-- Begin TEXT SEGMENT --

# tankmates



## fishyinpa (Dec 25, 2008)

yeah i know i said im not gonna get any more fish for my tank. At least right now. Wanna get this cycle thingy done with lol. So anyways,what kinda fish gets along with bettas? I know it depends on their personality and all. So i dunno how my guy would be. Im really liking corys though. Do you have to keep 6 of them for them to be happy? Is like 2 okay lol. Just curious. Other than that, i think tetras and rasboras are compatible. I think dramaqueen said danios can be too hyper for some bettas. They are cool looking but i dunno. What bout white clouds? They look really small though,would my fish try to eat them. Ah well. just wondering. no plans for more fish as of now. maybe down the road. *figured out how to spell rasbora lol*


----------



## fishyinpa (Dec 25, 2008)

hehe i just watched a video on youtube of a betta and his cory babies. it was so cute and funny! kinda like they were playing. Argh so makes me want some corys. Must wait....longer....cycle....lol!


----------



## dramaqueen (Jul 7, 2008)

I've heard that cories make good tankmates for bettas and I think you DO have to have 6 for them to be happy.lol


----------



## fishyinpa (Dec 25, 2008)

oh poo. well that sucks lol.


----------



## Kim (Apr 30, 2008)

Pygmy cories are really small. I think you could do a school of 5 in your tank and they would be happy. My betta loved his cories when he was with them


----------



## fishyinpa (Dec 25, 2008)

Ooh for real? Thats cool. Ill have to look for them then. I saw albinos at petsmart and another that started with an E at the lfs,none that said pygmy/dwarf. Thanks! K i just looked up pygmy and dwarf cories..so cute! lol. I definetly gonna look around for them.


----------



## fishyinpa (Dec 25, 2008)

I found a few different small sized cory species, i printed out a sheet for each one so i can see if i can find them lol. dont wanna end up with one that gets huge. well more than one,but you know what i mean.


----------



## dramaqueen (Jul 7, 2008)

Pygmy cories sound good for your tank.


----------



## aunt kymmie (Jun 2, 2008)

-- End TEXT SEGMENT --

## TO-DO LIST:
(1) Quote the part of the betta tankmates thread that opens with the words containing "## Kim (Apr" and closes with "around for them.".
(2) Summarize the betta tankmates thread in two sentences.
(3) Carry on the betta tankmates thread from the point where it stops.
The lines after this point are not needed for any of the tasks.

-- Begin DATA PROVIDED --

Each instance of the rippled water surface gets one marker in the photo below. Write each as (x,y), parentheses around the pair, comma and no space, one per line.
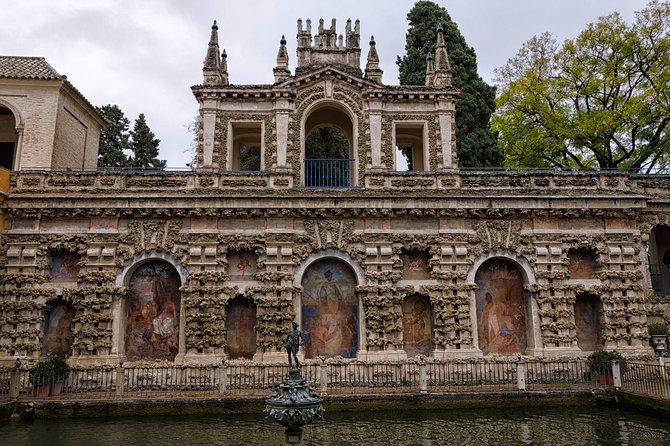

-- End DATA PROVIDED --

## RESPONSES BY TASK:
(1)
## Kim (Apr 30, 2008)

Pygmy cories are really small. I think you could do a school of 5 in your tank and they would be happy. My betta loved his cories when he was with them


----------



## fishyinpa (Dec 25, 2008)

Ooh for real? Thats cool. Ill have to look for them then. I saw albinos at petsmart and another that started with an E at the lfs,none that said pygmy/dwarf. Thanks! K i just looked up pygmy and dwarf cories..so cute! lol. I definetly gonna look around for them.

(2) A forum user named fishyinpa, who is waiting for a tank to cycle, asks which fish get along with bettas and whether cories must be kept in groups of six, and dramaqueen replies that six are needed for them to be happy. Kim suggests pygmy cories as small enough for a school of five, so fishyinpa prints sheets on several small cory species to look for, and dramaqueen agrees that pygmy cories sound good for the tank.

(3)
Pygmys are what I'm going to add to my betta tank, if I can ever find the little guys. So far, no luck. I may have to do aquabid. I really wanted to avoid the stress on the fish as far as shipping but that may be the only way I can get them. I'm convinced they would be perfect for a betta tank


----------



## fishyinpa (Dec 25, 2008)

Oh so they are hard to find? That stinks. Is there like a big diff between the pygmy and dwarfs? they look similiar lol. but thas just bout all i know about them. I found four so far that stay small. The salt and pepper and false bandit. Course i dunno what i will find in stores. My luck no small ones. Im gonna check out this other pet store not far see what they have. Then prolly the other lfs. If no luck there,ill go back down to the NE see what kind they have,they had a pretty big fish deparment. Good luck with your search!


----------



## dramaqueen (Jul 7, 2008)

I've heard so many good things about cories that if I was getting a tank, I'd seriously consider cories.


----------



## fishyinpa (Dec 25, 2008)

Cool lol. I really hope i can find some.


----------



## dramaqueen (Jul 7, 2008)

I like to walk to my Petsmart every once in awhile. I'll have to see if they have any. I'm not that familiar with all the different fish so I go there to see the different kinds so I know what people are talking about. lol


----------



## fishyinpa (Dec 25, 2008)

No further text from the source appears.